(Rows from a box labeling dataset)
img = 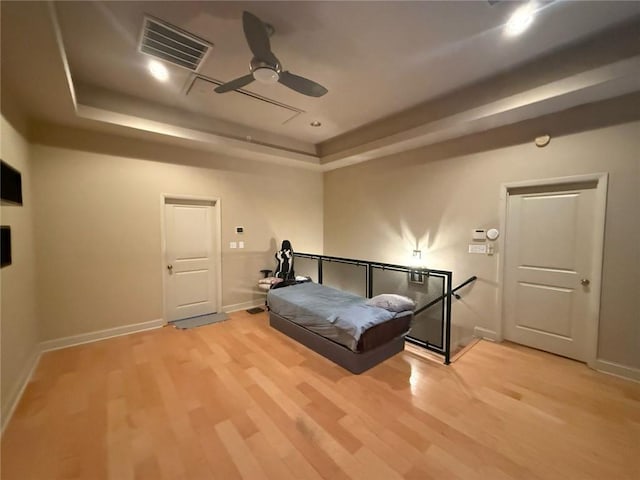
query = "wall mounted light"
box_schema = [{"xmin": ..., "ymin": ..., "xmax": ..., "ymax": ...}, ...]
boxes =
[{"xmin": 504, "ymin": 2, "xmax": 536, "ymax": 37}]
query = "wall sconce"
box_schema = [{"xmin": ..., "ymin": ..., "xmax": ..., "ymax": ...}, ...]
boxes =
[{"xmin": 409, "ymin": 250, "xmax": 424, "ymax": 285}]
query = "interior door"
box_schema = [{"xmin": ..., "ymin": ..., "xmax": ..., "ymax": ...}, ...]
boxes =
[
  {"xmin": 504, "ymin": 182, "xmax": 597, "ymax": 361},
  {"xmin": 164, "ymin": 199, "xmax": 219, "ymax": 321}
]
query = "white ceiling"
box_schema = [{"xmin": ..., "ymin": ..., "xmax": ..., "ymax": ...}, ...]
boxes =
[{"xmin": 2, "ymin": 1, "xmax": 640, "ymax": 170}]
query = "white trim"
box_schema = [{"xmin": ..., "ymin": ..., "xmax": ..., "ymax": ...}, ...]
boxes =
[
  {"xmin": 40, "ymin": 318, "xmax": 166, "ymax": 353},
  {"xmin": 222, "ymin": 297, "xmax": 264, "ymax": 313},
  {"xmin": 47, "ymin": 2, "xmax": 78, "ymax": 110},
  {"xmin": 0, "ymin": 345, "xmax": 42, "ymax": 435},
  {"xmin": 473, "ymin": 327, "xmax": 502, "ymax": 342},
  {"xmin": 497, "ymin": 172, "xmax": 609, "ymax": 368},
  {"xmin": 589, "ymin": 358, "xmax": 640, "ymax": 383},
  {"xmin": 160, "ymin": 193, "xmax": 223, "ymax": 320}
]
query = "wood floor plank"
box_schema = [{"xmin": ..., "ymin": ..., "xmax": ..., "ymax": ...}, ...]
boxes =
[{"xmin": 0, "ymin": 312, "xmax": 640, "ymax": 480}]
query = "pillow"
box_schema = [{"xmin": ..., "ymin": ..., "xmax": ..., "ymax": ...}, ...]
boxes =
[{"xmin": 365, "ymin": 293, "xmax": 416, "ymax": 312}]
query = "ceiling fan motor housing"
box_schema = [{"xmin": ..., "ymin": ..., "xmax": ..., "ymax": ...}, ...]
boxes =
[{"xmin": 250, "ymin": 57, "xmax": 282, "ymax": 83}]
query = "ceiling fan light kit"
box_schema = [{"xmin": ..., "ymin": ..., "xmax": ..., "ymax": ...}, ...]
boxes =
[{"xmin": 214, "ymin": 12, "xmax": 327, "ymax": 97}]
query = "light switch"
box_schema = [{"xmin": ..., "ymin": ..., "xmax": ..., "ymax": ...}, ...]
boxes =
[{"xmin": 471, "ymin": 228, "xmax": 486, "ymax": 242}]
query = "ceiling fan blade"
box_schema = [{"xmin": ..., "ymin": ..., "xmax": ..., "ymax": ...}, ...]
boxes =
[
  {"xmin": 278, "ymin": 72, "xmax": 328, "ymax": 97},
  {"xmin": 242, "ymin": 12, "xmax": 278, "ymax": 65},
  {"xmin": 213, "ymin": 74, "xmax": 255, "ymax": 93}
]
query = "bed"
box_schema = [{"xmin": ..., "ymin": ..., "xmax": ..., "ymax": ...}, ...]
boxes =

--

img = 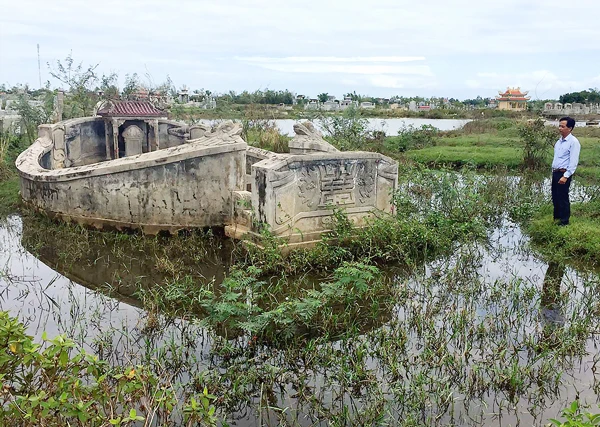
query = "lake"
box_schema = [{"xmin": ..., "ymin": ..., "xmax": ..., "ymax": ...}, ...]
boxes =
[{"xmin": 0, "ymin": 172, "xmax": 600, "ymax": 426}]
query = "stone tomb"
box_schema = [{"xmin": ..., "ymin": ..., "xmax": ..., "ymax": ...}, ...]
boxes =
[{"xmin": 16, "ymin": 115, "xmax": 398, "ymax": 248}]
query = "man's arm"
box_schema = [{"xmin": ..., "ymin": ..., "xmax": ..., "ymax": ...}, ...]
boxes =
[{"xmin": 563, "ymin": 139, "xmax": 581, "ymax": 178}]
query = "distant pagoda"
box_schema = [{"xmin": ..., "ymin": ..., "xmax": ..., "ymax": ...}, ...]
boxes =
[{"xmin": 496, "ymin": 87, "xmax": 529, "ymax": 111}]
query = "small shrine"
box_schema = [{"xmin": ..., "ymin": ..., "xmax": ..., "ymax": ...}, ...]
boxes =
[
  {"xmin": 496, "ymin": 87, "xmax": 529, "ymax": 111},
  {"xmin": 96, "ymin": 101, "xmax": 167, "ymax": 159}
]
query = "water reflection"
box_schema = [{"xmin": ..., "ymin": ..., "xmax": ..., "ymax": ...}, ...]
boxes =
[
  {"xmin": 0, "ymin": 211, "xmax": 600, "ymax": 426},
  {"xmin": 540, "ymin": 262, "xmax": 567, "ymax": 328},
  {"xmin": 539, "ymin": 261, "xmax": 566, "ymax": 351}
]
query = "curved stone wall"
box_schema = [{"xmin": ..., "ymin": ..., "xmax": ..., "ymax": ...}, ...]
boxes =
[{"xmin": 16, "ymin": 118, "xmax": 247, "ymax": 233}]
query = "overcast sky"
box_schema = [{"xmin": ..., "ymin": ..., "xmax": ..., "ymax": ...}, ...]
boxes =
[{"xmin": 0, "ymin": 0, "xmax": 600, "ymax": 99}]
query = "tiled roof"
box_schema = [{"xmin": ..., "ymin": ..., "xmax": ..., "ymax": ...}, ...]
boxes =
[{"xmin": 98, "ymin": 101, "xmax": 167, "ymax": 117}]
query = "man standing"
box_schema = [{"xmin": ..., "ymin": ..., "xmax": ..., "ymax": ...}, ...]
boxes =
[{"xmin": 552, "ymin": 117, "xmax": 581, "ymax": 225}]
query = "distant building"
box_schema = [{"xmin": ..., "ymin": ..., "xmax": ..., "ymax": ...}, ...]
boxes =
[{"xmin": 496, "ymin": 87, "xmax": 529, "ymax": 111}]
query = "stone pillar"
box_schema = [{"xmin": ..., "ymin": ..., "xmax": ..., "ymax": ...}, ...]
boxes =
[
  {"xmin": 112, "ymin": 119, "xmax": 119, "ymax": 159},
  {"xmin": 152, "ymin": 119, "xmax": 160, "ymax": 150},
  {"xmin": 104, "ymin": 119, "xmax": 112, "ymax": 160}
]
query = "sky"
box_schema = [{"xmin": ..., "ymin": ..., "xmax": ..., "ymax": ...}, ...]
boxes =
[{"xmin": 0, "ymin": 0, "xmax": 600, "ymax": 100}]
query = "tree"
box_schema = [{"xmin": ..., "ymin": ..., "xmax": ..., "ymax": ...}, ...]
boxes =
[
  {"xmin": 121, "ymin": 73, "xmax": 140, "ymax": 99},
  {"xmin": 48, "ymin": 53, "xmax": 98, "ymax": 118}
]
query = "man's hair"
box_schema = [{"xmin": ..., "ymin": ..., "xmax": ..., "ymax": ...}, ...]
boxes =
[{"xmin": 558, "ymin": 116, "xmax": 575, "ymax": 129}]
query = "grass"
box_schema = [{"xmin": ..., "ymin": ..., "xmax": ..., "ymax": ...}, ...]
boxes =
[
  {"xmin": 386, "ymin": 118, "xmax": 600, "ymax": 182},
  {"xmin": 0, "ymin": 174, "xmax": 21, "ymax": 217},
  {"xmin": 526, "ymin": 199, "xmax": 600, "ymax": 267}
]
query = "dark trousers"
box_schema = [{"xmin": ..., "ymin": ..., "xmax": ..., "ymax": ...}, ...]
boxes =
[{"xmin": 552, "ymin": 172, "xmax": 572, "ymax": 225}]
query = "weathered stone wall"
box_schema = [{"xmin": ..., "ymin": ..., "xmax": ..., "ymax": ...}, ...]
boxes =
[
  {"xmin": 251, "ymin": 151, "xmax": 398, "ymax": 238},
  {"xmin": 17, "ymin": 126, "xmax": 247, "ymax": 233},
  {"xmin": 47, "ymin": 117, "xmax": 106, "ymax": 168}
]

---

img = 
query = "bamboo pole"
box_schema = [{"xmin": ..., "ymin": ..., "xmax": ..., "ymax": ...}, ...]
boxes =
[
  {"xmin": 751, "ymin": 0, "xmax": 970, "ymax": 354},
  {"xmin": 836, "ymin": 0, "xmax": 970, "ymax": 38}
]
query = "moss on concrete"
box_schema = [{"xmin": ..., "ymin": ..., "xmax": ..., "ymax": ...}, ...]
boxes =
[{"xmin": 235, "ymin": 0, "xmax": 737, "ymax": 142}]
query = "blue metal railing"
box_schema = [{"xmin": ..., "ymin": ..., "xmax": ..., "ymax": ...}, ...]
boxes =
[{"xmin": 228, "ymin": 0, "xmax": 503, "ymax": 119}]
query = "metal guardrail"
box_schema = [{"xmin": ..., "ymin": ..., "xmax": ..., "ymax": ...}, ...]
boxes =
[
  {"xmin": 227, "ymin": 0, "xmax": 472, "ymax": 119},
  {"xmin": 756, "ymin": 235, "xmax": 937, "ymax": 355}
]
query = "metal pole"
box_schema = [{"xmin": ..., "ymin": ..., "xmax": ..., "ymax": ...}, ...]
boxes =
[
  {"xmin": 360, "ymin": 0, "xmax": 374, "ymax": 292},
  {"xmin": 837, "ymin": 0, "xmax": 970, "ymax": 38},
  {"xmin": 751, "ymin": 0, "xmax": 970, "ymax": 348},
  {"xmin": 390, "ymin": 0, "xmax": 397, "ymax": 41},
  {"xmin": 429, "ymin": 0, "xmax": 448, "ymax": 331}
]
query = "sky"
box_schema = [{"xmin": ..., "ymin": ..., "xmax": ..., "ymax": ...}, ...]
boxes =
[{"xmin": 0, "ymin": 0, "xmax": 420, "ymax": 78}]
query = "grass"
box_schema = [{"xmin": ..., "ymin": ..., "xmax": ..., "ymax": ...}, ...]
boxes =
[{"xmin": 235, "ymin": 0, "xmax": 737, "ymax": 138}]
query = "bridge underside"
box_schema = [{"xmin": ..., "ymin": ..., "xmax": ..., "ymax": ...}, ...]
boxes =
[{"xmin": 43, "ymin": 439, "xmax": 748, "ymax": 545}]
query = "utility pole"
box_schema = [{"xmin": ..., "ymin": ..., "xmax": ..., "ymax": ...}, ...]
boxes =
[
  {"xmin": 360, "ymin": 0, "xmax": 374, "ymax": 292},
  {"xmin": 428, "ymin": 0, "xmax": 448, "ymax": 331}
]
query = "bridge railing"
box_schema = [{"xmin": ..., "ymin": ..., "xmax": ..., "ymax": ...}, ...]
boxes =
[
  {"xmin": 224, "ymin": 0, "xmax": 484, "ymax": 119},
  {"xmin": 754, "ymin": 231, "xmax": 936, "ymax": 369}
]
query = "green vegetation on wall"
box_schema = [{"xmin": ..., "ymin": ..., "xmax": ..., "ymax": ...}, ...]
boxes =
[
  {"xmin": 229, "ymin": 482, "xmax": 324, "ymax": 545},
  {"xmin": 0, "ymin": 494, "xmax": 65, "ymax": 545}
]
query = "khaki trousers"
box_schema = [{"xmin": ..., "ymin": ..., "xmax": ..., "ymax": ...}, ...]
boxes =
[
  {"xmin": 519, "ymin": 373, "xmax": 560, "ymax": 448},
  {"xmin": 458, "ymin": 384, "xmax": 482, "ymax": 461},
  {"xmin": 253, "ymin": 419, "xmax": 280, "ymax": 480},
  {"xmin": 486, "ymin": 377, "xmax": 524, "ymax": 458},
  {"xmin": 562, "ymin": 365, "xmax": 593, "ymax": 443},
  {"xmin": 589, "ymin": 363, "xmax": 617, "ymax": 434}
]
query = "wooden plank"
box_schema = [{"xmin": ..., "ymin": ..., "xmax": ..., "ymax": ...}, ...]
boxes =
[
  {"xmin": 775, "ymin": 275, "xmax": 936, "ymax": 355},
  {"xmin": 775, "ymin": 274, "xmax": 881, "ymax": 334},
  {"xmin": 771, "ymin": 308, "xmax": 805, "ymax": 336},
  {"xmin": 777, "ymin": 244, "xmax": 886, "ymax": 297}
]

▶ [Short problem]: List every line in the data above that contains the word "pole".

▶ [Expected output]:
query = "bamboo pole"
query = "metal pole"
query = "utility pole"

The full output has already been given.